Look for "Pick out the tree" in the records below, then copy that line and every line after it, exactly and with nothing added.
[START Data provided]
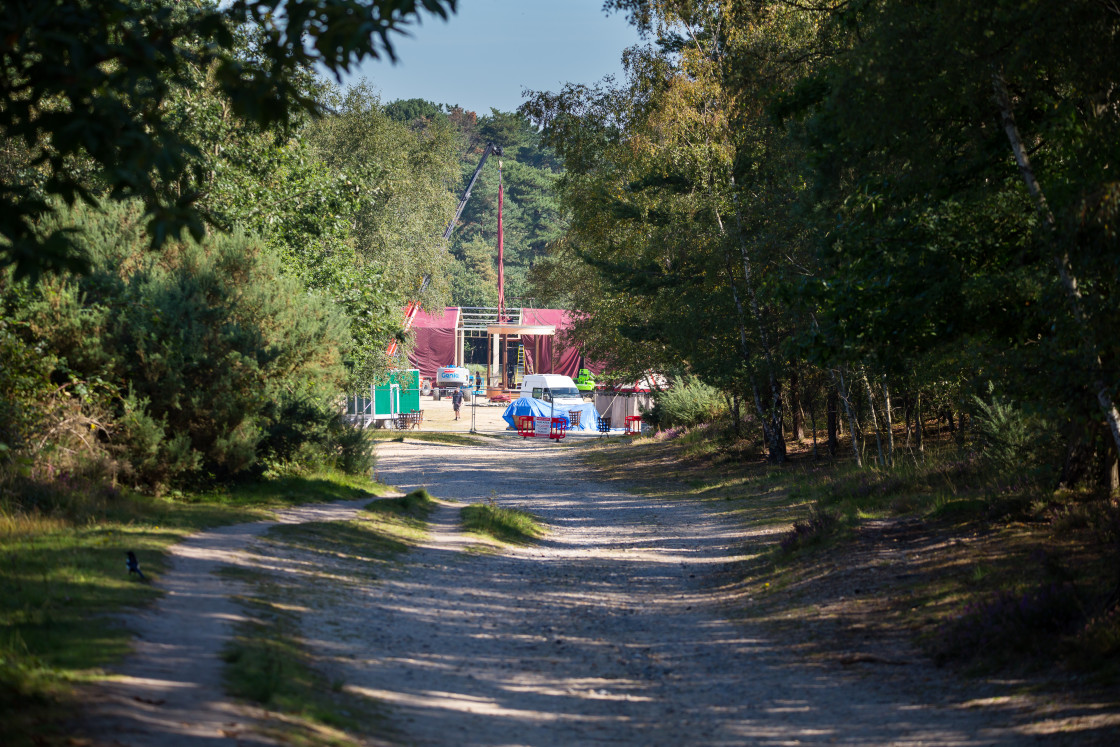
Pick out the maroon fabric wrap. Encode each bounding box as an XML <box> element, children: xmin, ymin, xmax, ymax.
<box><xmin>409</xmin><ymin>306</ymin><xmax>603</xmax><ymax>381</ymax></box>
<box><xmin>521</xmin><ymin>309</ymin><xmax>600</xmax><ymax>379</ymax></box>
<box><xmin>409</xmin><ymin>306</ymin><xmax>459</xmax><ymax>382</ymax></box>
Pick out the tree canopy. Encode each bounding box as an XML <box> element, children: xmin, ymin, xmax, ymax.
<box><xmin>0</xmin><ymin>0</ymin><xmax>456</xmax><ymax>276</ymax></box>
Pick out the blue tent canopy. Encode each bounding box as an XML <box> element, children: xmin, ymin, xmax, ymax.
<box><xmin>502</xmin><ymin>396</ymin><xmax>599</xmax><ymax>430</ymax></box>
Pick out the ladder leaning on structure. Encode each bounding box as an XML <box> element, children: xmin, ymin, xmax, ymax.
<box><xmin>513</xmin><ymin>345</ymin><xmax>526</xmax><ymax>389</ymax></box>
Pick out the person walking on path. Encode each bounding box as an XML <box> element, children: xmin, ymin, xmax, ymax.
<box><xmin>451</xmin><ymin>389</ymin><xmax>463</xmax><ymax>420</ymax></box>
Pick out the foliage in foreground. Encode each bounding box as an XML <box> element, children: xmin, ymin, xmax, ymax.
<box><xmin>0</xmin><ymin>198</ymin><xmax>372</xmax><ymax>488</ymax></box>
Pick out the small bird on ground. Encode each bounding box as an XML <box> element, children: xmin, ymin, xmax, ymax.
<box><xmin>125</xmin><ymin>550</ymin><xmax>148</xmax><ymax>581</ymax></box>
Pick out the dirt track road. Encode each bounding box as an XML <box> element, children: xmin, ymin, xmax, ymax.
<box><xmin>76</xmin><ymin>439</ymin><xmax>1116</xmax><ymax>746</ymax></box>
<box><xmin>338</xmin><ymin>441</ymin><xmax>1023</xmax><ymax>745</ymax></box>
[END Data provided]
- **The result**:
Pick out the tree canopy. Encode each bounding box as an XML <box> element, children: xmin, ymin, xmax, ymax.
<box><xmin>0</xmin><ymin>0</ymin><xmax>456</xmax><ymax>276</ymax></box>
Pick out the blue tent canopy. Encode each bounding box as an XML <box> element, children: xmin, ymin, xmax, ymax.
<box><xmin>502</xmin><ymin>396</ymin><xmax>599</xmax><ymax>430</ymax></box>
Pick out the ladder leaning on structure. Encode each bounding box as an XML <box> element, children: xmin, ymin, xmax, ymax.
<box><xmin>513</xmin><ymin>345</ymin><xmax>526</xmax><ymax>389</ymax></box>
Pick out the person walking on path. Encode each bounding box as an XML <box> element, children: xmin, ymin, xmax, ymax.
<box><xmin>451</xmin><ymin>389</ymin><xmax>463</xmax><ymax>420</ymax></box>
Pick out the foliage in foreground. Encode each bounding box as an XML <box> element, children: xmin, ymin, xmax, ymax.
<box><xmin>0</xmin><ymin>198</ymin><xmax>372</xmax><ymax>488</ymax></box>
Pick out the small bird on ground. Encode each bounding box as an XML <box> element, children: xmin, ymin, xmax, ymax.
<box><xmin>125</xmin><ymin>550</ymin><xmax>148</xmax><ymax>581</ymax></box>
Pick out the dirt track road. Encode each bounding box as an XML <box> element, children: xmin, ymin, xmax, ymax.
<box><xmin>76</xmin><ymin>439</ymin><xmax>1116</xmax><ymax>746</ymax></box>
<box><xmin>338</xmin><ymin>441</ymin><xmax>1023</xmax><ymax>745</ymax></box>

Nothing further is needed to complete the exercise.